● Work required: Locate each line in the items below that contains the string "frog", treating uppercase and lowercase letters as distinct, and copy every such line in full.

● Record excerpts:
------------------------------------------------------------------------
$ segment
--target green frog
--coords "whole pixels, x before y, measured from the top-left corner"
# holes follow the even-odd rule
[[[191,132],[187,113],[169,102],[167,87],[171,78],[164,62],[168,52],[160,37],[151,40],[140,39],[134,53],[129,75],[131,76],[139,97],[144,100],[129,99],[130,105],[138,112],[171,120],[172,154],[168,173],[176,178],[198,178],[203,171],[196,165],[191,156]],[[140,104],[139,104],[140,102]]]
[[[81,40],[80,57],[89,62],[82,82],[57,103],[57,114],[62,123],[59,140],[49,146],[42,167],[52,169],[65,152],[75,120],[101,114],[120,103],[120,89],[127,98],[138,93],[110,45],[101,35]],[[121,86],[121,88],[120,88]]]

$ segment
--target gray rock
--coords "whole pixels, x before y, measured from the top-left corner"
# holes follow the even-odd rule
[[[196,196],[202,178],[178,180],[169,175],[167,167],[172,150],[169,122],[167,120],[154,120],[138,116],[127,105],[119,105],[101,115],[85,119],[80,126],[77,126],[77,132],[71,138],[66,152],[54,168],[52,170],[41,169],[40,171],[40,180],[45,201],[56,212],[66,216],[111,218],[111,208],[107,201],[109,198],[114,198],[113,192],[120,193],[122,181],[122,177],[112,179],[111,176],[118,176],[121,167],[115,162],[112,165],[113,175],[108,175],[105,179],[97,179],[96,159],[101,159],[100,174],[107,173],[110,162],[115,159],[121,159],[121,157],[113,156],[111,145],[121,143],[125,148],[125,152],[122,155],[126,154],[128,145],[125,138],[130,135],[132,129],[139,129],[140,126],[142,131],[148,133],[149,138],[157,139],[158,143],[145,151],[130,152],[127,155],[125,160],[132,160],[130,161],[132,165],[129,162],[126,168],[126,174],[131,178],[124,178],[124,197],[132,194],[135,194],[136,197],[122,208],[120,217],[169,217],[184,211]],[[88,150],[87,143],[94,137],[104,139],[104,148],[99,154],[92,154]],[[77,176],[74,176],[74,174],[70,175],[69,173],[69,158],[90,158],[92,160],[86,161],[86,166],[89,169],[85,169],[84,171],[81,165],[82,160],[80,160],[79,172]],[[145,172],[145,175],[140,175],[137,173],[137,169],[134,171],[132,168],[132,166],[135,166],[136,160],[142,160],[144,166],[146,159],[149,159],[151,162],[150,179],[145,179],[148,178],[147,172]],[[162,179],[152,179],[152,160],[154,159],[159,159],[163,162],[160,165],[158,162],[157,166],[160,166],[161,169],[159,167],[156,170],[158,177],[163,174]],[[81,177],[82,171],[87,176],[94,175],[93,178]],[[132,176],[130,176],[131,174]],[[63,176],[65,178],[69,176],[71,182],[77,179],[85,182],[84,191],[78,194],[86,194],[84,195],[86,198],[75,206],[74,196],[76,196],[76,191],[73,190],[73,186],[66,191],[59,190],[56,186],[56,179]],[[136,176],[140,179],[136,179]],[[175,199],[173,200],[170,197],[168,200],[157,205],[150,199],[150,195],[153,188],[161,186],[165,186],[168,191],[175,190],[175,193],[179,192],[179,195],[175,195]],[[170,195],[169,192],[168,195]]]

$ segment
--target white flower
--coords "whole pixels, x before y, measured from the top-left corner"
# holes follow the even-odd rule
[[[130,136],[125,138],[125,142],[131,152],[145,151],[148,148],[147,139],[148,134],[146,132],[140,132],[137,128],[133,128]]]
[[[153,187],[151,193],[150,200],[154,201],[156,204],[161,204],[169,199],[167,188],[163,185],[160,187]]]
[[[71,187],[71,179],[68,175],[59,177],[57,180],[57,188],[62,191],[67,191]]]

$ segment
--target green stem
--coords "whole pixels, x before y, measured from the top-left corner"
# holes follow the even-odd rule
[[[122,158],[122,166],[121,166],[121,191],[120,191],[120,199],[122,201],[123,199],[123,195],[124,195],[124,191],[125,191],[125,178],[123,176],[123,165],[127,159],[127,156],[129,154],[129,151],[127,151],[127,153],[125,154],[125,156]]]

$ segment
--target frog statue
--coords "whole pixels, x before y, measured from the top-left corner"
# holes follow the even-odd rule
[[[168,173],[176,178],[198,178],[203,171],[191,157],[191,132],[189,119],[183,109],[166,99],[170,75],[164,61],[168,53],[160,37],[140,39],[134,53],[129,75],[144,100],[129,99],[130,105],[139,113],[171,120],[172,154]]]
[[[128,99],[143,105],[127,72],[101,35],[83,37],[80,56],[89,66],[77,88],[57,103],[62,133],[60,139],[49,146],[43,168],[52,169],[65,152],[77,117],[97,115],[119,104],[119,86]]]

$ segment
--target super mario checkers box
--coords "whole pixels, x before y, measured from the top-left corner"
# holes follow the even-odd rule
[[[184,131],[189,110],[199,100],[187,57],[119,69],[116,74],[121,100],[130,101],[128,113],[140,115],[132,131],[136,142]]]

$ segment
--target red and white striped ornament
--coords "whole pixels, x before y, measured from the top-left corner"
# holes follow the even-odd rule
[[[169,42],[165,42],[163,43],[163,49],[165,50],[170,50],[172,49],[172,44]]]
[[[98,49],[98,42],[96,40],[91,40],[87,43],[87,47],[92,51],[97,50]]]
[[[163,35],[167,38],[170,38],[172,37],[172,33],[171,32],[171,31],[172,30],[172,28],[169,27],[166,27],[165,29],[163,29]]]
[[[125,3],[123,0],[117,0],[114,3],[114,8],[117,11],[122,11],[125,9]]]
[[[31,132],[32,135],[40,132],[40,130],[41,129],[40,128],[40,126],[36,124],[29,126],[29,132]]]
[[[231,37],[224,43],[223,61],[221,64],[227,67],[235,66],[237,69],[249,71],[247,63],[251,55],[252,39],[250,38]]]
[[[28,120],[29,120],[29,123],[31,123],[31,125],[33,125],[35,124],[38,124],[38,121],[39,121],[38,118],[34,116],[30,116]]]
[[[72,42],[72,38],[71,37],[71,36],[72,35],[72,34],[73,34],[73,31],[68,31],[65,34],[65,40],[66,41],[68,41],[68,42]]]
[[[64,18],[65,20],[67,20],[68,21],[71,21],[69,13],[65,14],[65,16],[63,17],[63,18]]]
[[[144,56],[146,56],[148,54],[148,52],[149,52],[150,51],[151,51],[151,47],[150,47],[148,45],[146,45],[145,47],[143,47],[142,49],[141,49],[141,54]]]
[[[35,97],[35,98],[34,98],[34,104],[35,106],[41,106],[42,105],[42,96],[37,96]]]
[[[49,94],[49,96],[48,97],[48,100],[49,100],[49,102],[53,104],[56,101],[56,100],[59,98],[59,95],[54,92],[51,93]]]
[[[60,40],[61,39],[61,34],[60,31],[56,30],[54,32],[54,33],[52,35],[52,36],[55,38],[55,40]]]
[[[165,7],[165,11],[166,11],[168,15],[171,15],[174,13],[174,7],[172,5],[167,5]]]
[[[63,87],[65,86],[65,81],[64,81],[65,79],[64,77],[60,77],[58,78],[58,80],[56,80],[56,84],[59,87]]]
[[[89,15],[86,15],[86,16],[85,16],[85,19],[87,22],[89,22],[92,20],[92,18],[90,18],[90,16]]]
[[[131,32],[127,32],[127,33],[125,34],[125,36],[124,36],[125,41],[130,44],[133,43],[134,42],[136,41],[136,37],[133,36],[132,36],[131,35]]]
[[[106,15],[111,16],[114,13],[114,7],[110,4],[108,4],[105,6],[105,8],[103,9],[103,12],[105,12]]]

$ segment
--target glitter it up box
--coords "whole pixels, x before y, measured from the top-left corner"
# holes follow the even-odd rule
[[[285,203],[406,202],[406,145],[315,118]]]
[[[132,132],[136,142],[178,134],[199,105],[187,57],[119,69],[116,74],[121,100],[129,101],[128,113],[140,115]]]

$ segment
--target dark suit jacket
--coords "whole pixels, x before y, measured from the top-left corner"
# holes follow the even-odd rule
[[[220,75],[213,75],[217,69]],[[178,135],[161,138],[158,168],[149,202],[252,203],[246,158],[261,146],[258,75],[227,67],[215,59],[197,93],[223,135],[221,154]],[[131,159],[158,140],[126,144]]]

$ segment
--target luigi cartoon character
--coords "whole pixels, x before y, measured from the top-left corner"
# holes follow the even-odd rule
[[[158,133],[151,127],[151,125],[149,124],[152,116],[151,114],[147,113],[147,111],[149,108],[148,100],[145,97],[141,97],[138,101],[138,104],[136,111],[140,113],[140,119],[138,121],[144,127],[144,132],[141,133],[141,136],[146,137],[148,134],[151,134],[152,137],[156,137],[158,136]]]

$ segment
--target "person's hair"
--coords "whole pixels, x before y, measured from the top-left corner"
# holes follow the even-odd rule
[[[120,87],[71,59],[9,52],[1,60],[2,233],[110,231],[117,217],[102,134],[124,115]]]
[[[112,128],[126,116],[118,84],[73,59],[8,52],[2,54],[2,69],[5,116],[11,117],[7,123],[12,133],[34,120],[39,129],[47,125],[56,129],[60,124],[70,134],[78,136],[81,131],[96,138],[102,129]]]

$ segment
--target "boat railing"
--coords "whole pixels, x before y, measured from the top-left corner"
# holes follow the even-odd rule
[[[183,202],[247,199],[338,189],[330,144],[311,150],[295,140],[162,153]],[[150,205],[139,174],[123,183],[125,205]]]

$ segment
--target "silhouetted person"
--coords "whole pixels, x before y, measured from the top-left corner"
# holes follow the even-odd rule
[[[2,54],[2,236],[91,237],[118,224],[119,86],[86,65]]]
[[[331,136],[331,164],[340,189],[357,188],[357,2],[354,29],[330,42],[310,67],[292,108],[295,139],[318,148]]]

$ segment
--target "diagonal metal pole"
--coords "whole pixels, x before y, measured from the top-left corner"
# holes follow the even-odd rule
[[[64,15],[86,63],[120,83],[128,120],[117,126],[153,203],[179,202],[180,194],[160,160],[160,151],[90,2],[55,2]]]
------------------------------------------------------------------------
● Reply to the task:
--target green frog
--target frog statue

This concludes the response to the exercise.